*** Testo di origine

«Sono una teologa femminista svedese e mi sento realizzata nella Chiesa cattolica»

madeleine fredellCome si può essere cattolica, femminista, svedese, e per giunta religiosa domenicana? A questa domanda ha cercato di rispondere Madeleine Fredell, domenicana e femminista svedese.

Non è la solita propaganda tardo-femminista diffusa dai media l’8 marzo, festa delle donne, sull’emancipazione da tutto e da tutti, religione compresa, invito alla ribellione, all’indipendenza delle donne cattoliche verso il Magistero della Chiesa, inno all’aborto libero, al contraccettivo selvaggio e al diritto del sacerdozio femminile. Niente di tutto ciò, Madeleine ha raccontato con delicatezza la sua storia, la sua conversione, la sua volontà dell’essere e del rimanere cattolica, la conciliazione interna tra le ribelli e adolescenziali -secondo noi- spinte femministe e il rispetto e l’obbedienza verso la Chiesa. «Spesso devo difendere la mia fede, devo giustificare il mio essere cattolica», ha scritto. «Alcuni mi dicono di passare alla Chiesa luterana, dove posso diventare sacerdote». Eppure, la sua risposta è quella di sentirsi «perfettamente a mio agio come cattolica».

Non per forza l’essere cattoliche e femministe è una contraddizione, spiega la religiosa svedese. Venne educata nella Chiesa protestante luterana, un rituale sociale, come lo definisce, seppur si trovava spesso a frequentare di nascosto la celebrazione cattolica, dove «sapevo di trovarmi in un affascinante mondo parallelo e di farne parte. Pur essendo completamente estranea, mi sentivo profondamente inclusa. Mi presi una vera cotta per la Chiesa cattolica, ma a livello della logica continuavo a contestare tutto ciò che era cristiano». Il sacerdote luterano che la seguiva «mi suggerì di iniziare a studiare teologia e diventare io stessa sacerdote. Pensai che fosse matto: non intendevo aver nulla a che fare con quella Chiesa maschile sciovinista e clericale e continuai a partecipare alle messe di mezzanotte cattoliche a Natale».

Nel frattempo cresceva il coinvolgimento con il mondo femminista, «sentivo tuttavia un vuoto che non poteva essere colmato dal mio impegno politico. Mi recai alla locale chiesa parrocchiale luterana, ma non mi sentivo parte di essa». Arrivò così il passaggio al cattolicesimo e anche la chiamata vocazionale: «Sentivo la chiamata alla vita religiosa unita all’impegno politico, ma anche a essere sacerdote, specialmente per predicare il Vangelo. Tuttavia, la mia vita prese un’altra piega quando, durante una vacanza estiva, conobbi una comunità di religiose domenicane in un sobborgo vicino a Grenoble. Questa volta non si trattò di una cotta, bensì di una chiara convinzione. Volevo vivere come loro, in un comune appartamento tra gente comune, svolgendo un lavoro comune e predicando il Vangelo attraverso quel tipo di vita».

******
*** Righe fornite

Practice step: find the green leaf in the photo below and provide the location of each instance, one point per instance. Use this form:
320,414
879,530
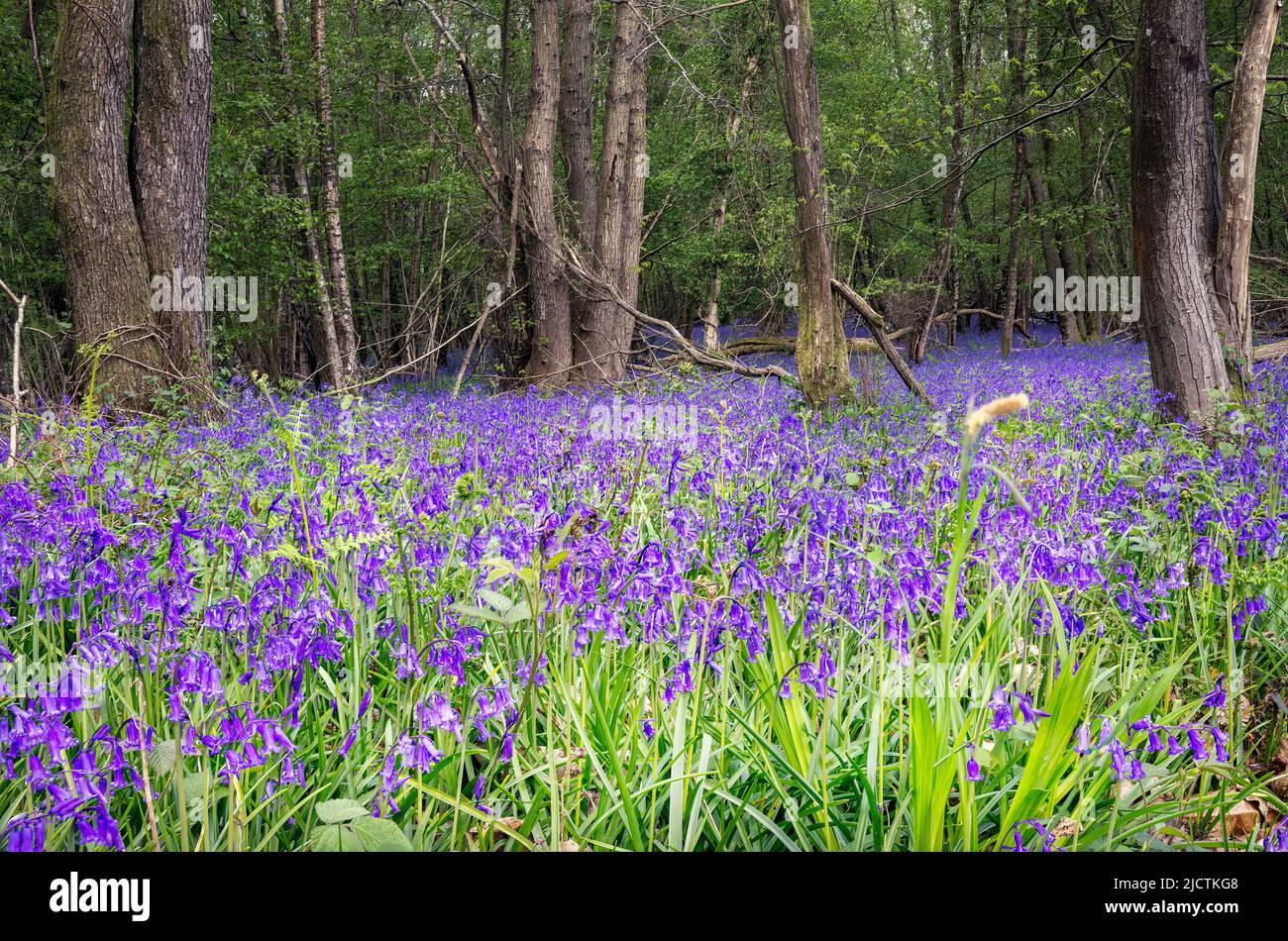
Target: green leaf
340,811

******

Attività da svolgere:
• A. Riscrivi in forma più breve il paragrafo dell'articolo su Madeleine Fredell che comincia con «Non per forza l'essere cattoliche», mantenendone i fatti principali.
• B. Indica se ciascuna affermazione concorda con l'articolo su Madeleine Fredell. Rispondi sì o no e cita le parole del testo che lo stabiliscono.
(i) Madeleine Fredell fu educata nella Chiesa luterana.
(ii) Fredell conobbe la comunità di religiose domenicane durante un viaggio di studio.
(iii) Alcune persone le suggeriscono di passare alla Chiesa luterana.
• C. Prosegui l'articolo su Madeleine Fredell a partire dalla sua ultima frase.

Risposte scritte:
• A. Per la religiosa svedese essere cattoliche e femministe non è per forza una contraddizione. Fu educata nella Chiesa luterana, che lei definisce un rituale sociale. Intanto frequentava di nascosto la celebrazione cattolica, dove, pur essendo estranea, si sentiva profondamente inclusa. Si prese una cotta per la Chiesa cattolica, ma sul piano della logica continuava a contestare tutto ciò che era cristiano. Il sacerdote luterano che la seguiva le suggerì di studiare teologia e diventare sacerdote. Lei lo ritenne matto, perché non voleva avere a che fare con una Chiesa che giudicava maschile, sciovinista e clericale, e continuò ad andare alle messe cattoliche di mezzanotte a Natale.

• B.
(i) Sì: «Venne educata nella Chiesa protestante luterana».
(ii) No: «durante una vacanza estiva, conobbi una comunità di religiose domenicane».
(iii) Sì: «Alcuni mi dicono di passare alla Chiesa luterana, dove posso diventare sacerdote».

• C.
Oggi, racconta, «sono domenicana da ormai trentacinque anni e non ho mai avuto ripensamenti sulla mia vocazione. Pur non potendo diventare sacerdote, in tutti questi anni non sono mai stata tentata di andare altrove. Mi sento perfettamente inclusa in questa comunità, chiamata a essere un ospedale da campo. C’è una sola cosa che mi dispiace, però, ed è non poter pronunciare l’omelia durante la messa. Predicare è la mia vocazione come domenicana, e sebbene possa farlo quasi ovunque, talvolta perfino nella chiesa luterana, sono convinta che ascoltare la voce delle donne al momento dell’omelia arricchirebbe il nostro culto cattolico. La Chiesa cattolica è stata il mio primo amore, e con la grazia di Dio continuo a provare tale amore ogni giorno. E lo faccio come femminista, come esploratrice di una teologia creativa e viva e come domenicana politicamente impegnata».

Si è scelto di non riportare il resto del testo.